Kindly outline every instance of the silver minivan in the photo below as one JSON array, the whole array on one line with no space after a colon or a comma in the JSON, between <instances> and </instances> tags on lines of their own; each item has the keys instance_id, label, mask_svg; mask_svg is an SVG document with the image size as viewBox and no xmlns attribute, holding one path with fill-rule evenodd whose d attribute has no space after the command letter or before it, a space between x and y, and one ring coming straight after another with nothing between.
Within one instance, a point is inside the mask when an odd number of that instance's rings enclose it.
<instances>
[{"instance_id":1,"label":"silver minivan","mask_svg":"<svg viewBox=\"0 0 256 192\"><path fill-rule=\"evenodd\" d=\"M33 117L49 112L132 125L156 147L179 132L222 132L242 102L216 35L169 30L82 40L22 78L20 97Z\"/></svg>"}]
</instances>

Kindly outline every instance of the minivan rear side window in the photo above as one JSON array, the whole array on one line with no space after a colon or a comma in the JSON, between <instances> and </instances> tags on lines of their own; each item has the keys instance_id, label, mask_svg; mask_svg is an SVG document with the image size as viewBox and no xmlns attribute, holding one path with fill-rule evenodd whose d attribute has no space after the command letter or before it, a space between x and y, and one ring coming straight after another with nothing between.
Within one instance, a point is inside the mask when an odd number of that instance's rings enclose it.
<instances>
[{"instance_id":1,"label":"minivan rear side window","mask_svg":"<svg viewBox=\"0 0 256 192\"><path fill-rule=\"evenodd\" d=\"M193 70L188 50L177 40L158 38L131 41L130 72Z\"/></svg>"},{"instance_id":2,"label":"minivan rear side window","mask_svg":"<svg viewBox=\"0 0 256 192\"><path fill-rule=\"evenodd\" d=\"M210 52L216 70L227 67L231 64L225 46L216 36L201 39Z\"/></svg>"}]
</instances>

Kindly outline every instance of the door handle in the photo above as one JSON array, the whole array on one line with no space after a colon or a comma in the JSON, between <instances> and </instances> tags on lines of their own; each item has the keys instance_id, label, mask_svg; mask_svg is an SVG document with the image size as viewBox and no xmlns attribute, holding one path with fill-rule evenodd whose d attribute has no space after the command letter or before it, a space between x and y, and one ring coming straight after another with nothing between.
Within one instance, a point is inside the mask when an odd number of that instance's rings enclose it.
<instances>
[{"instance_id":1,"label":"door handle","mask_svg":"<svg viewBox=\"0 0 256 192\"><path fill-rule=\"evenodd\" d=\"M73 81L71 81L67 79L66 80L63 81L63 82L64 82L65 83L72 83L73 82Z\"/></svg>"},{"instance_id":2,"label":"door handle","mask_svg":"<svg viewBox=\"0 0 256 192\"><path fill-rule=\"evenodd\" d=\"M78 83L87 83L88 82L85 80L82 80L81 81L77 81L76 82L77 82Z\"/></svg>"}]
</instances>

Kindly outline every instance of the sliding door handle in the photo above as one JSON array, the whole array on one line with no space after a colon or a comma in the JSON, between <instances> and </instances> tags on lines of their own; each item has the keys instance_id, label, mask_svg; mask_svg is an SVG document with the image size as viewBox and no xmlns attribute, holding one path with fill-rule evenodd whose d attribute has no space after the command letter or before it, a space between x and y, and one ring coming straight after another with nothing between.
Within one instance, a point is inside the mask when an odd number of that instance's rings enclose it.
========
**Exercise directions**: Reproduce all of the lines above word for word, with nothing changed.

**Solution for this task**:
Kindly outline every instance of the silver minivan in the photo below as one JSON array, the whole array on one line with no space after a colon or a comma in the JSON, between <instances> and </instances> tags on lines of their own; each item has the keys instance_id, label, mask_svg; mask_svg is an SVG document with the image size as viewBox and no xmlns attribute, holding one path with fill-rule evenodd whose d attribute has no space after the command letter or before it, a space between x and y, and one ring coming straight after another with nothing between.
Within one instance, a point is inside the mask when an odd number of that instance's rings enclose it.
<instances>
[{"instance_id":1,"label":"silver minivan","mask_svg":"<svg viewBox=\"0 0 256 192\"><path fill-rule=\"evenodd\" d=\"M33 117L49 112L132 125L156 147L179 132L222 132L242 102L216 35L169 30L82 40L22 78L20 97Z\"/></svg>"}]
</instances>

Kindly outline every instance of the minivan rear side window in the photo above as one JSON array, the whole array on one line with no space after a colon or a comma in the JSON, between <instances> and </instances> tags on lines of their own; each item has the keys instance_id, label, mask_svg; mask_svg is an SVG document with the image size as viewBox and no xmlns attribute, holding one path with fill-rule evenodd whose d attribute has no space after the command letter or before it, a space between x and y, and one ring coming straight after another with nothing between.
Within one instance, a point is inside the mask when an odd number of that instance's rings enclose it.
<instances>
[{"instance_id":1,"label":"minivan rear side window","mask_svg":"<svg viewBox=\"0 0 256 192\"><path fill-rule=\"evenodd\" d=\"M193 70L188 50L177 40L158 38L131 41L130 72Z\"/></svg>"},{"instance_id":2,"label":"minivan rear side window","mask_svg":"<svg viewBox=\"0 0 256 192\"><path fill-rule=\"evenodd\" d=\"M210 52L216 70L227 67L231 64L225 46L216 36L201 39Z\"/></svg>"}]
</instances>

Kindly outline every instance of the door handle in the photo above as one JSON array, the whole array on one line with no space after a colon or a comma in the JSON, between <instances> and </instances> tags on lines of their own; each item has the keys instance_id, label, mask_svg; mask_svg is an SVG document with the image size as viewBox and no xmlns attribute, holding one path with fill-rule evenodd whose d attribute has no space after the command letter or before it, a space between x and y, and one ring coming straight after another with nothing between.
Within one instance, a point is inside the mask when an odd number of that instance's rings enclose it.
<instances>
[{"instance_id":1,"label":"door handle","mask_svg":"<svg viewBox=\"0 0 256 192\"><path fill-rule=\"evenodd\" d=\"M73 81L71 81L67 79L66 80L63 81L63 82L64 82L65 83L72 83L73 82Z\"/></svg>"},{"instance_id":2,"label":"door handle","mask_svg":"<svg viewBox=\"0 0 256 192\"><path fill-rule=\"evenodd\" d=\"M78 83L87 83L88 82L85 80L82 80L81 81L77 81L76 82L77 82Z\"/></svg>"}]
</instances>

Kindly outline every instance of the sliding door handle in the photo above as one JSON array, the whole array on one line with no space after a colon or a comma in the JSON, between <instances> and </instances> tags on lines of their own; each item has the keys instance_id, label, mask_svg; mask_svg is an SVG document with the image size as viewBox and no xmlns attribute, holding one path with fill-rule evenodd whose d attribute has no space after the command letter or before it, a space between x and y, and one ring coming straight after another with nothing between.
Within one instance, a point is inside the mask when an odd number of that instance's rings enclose it.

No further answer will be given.